• **Stated goal a**: Below, after the module page, come some records. List every line of the records that contains the string "green", matching case exactly.

• **Extract provided**:
↓

Skip to content

Module 1: Foundational FP Concepts

Progression Note

By the end of Module 1, you'll master purity laws, write pure functions, and refactor impure code using Hypothesis. This builds the foundation for lazy streams in Module 3. See the series progression map in the repo root for full details.

Here's a snippet from the progression map:

Module Focus Key Outcomes
1: Foundational FP Concepts Purity, contracts, refactoring Spot impurities, write pure functions, prove equivalence with Hypothesis
2: ... ... ...
... ... ...

M01C07: Type-Hinted Pure Functions & Higher-Order Pipelines – TypeVar, ParamSpec, Concatenate

Core question:
How do you use Python’s static typing (TypeVar, ParamSpec, Concatenate) to precisely describe pure functions and higher-order pipelines—so that composition errors are caught by the type checker instead of at 02:00 in production?

This core builds on Core 1's mindset, Core 2's contracts, Core 3's immutability, Core 4's composition, Core 5's refactorings, and Core 6's combinators by making them machine-checkable:
- TypeVar for generic pure functions over arbitrary types.
- ParamSpec to preserve full call signatures across decorators and wrappers.
- Concatenate to inject context/dependencies without lying to the type checker.
- Typed compose2 and Pipeline that reject incompatible stages, with notes on typing flow/pipe.

We continue the running project from Core 1-6: refactoring the FuncPipe RAG Builder, now with typed pipelines.

Audience: Developers comfortable with Core 6 combinators who now want static guarantees about their pure functions and higher-order utilities.
Outcome:
1. Declare generic pure functions with TypeVar (fmap, ffilter, foldl).
2. Implement type-safe compose/Pipeline utilities that reject incompatible stages.

↑

• **The input**:
↓

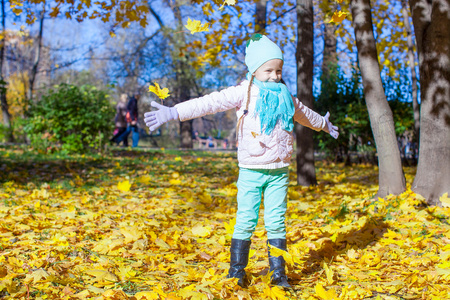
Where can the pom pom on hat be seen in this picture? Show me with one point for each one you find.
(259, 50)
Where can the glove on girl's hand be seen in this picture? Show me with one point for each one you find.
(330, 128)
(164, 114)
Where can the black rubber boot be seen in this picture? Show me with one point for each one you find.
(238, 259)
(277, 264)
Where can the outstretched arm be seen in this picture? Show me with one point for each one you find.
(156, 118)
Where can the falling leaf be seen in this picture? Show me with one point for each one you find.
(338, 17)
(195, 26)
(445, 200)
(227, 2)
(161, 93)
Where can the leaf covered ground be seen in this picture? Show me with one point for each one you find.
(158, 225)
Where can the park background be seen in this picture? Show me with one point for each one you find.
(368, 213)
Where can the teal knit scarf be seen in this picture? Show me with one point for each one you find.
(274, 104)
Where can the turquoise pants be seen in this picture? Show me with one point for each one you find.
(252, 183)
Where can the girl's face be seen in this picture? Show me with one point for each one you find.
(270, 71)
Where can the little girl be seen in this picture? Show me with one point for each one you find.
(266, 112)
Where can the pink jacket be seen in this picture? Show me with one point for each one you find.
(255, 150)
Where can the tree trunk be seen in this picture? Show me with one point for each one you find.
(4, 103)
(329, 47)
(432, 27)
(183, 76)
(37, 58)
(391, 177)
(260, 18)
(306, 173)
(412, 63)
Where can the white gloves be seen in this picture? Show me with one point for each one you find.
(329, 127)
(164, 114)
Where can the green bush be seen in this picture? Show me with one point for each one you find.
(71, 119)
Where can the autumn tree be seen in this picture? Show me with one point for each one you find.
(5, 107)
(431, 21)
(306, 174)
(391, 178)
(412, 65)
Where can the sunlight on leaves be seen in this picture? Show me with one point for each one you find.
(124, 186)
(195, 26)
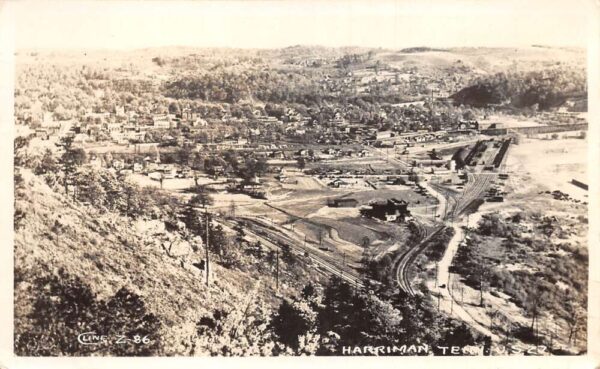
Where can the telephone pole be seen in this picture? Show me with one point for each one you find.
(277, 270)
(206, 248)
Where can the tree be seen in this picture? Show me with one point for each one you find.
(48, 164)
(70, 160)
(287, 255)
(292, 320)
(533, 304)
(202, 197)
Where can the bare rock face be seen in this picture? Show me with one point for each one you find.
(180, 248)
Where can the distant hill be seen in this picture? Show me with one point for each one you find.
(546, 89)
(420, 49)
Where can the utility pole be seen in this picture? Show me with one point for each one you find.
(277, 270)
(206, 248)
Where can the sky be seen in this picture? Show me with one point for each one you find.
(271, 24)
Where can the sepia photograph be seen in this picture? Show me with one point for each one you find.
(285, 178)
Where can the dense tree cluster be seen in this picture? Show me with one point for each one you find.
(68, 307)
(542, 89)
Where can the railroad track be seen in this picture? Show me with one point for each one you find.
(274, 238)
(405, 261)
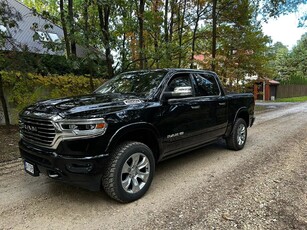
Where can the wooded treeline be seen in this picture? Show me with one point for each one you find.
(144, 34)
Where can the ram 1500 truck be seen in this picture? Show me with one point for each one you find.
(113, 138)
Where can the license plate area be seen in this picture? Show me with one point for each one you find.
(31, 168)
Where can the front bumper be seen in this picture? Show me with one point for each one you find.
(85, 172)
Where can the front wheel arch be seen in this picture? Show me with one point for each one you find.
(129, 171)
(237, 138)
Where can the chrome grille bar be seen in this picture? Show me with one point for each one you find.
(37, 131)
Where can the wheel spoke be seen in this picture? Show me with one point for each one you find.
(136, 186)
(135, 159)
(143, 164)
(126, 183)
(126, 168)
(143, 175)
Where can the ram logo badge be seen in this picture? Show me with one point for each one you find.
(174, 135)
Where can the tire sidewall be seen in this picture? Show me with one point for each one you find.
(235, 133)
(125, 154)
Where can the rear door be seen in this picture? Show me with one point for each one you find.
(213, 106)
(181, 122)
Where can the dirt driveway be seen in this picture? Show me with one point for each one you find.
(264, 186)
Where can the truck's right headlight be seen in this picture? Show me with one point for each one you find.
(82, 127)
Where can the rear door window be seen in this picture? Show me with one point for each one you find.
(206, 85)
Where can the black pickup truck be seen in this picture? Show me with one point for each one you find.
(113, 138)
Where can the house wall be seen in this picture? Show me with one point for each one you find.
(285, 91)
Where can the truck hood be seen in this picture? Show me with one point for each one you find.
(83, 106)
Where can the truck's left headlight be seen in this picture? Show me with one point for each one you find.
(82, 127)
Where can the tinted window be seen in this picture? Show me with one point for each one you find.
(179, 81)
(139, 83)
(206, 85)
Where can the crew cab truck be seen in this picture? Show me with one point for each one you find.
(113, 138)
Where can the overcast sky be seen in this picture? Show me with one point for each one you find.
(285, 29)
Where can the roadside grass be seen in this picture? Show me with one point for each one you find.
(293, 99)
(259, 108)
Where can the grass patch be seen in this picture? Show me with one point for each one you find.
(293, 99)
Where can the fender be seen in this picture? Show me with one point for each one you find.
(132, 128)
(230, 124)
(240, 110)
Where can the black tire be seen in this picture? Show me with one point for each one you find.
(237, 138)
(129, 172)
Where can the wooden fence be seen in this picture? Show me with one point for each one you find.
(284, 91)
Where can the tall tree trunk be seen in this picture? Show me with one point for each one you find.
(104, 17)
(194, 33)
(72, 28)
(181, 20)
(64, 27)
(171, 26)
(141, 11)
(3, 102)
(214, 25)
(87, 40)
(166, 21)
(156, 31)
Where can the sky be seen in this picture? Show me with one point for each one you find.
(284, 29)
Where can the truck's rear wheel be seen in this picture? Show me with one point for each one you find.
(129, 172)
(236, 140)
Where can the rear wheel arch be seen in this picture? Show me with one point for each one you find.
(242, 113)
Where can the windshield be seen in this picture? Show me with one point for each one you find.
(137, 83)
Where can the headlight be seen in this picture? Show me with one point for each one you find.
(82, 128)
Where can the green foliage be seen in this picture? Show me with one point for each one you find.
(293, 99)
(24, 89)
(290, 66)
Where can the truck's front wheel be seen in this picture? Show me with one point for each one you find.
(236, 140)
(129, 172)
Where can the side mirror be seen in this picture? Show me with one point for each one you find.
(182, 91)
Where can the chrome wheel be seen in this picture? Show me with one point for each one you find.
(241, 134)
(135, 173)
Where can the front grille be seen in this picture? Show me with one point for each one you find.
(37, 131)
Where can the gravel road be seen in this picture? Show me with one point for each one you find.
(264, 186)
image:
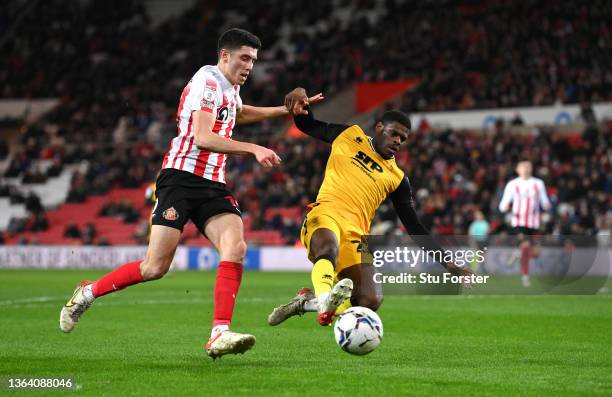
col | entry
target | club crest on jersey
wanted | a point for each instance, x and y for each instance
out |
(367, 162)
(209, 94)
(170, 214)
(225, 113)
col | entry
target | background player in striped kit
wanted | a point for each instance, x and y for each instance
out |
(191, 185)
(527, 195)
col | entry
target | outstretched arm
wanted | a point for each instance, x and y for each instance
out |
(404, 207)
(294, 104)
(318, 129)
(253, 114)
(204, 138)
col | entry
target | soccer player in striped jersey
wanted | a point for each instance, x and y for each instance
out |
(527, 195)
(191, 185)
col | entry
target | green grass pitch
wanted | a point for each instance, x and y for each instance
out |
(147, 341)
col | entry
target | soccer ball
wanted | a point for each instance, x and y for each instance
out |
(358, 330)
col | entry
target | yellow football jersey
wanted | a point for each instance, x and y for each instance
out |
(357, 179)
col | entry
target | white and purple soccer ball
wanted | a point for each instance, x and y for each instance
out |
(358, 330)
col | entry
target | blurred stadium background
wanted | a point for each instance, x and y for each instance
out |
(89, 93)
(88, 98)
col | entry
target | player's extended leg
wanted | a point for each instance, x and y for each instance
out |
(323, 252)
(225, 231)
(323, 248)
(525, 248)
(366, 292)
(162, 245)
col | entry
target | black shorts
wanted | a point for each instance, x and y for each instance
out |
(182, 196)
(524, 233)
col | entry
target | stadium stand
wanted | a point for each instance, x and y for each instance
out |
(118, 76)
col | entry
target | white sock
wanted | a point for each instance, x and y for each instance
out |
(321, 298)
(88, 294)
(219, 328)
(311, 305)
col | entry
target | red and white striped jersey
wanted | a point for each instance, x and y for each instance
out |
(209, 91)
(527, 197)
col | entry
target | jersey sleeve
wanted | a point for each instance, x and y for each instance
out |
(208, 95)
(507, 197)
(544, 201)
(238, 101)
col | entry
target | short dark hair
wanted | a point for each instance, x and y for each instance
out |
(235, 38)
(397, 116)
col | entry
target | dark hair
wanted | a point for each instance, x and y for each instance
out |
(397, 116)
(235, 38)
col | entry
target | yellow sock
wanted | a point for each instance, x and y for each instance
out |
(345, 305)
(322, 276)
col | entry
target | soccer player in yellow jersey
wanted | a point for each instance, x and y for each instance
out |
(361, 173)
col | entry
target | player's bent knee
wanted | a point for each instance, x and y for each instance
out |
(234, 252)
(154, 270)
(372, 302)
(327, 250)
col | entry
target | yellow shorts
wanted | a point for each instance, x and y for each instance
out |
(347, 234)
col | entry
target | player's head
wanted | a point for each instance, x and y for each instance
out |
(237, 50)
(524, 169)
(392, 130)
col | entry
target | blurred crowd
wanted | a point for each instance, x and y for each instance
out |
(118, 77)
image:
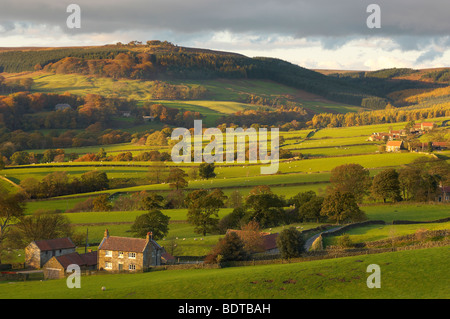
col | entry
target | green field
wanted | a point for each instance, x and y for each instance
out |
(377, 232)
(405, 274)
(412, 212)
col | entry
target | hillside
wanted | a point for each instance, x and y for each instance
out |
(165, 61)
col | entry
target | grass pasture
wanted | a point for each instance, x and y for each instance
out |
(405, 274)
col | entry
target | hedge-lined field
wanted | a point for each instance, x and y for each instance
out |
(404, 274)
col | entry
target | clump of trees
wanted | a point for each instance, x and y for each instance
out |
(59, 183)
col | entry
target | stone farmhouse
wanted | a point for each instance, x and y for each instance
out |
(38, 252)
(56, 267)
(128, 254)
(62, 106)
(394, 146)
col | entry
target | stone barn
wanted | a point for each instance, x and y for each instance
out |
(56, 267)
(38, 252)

↑

• **Stated goal b**: According to the module page, what does ParamSpec preserve across decorators and wrappers?

• **Finished answer a**:
Where can the green bush be seen in this picture? Show me with one point for each one you find.
Where can the green foliage be seen in this picture? Show me with one point for each one you find.
target | green grass pitch
target | green field

• **Finished answer b**: Full call signatures.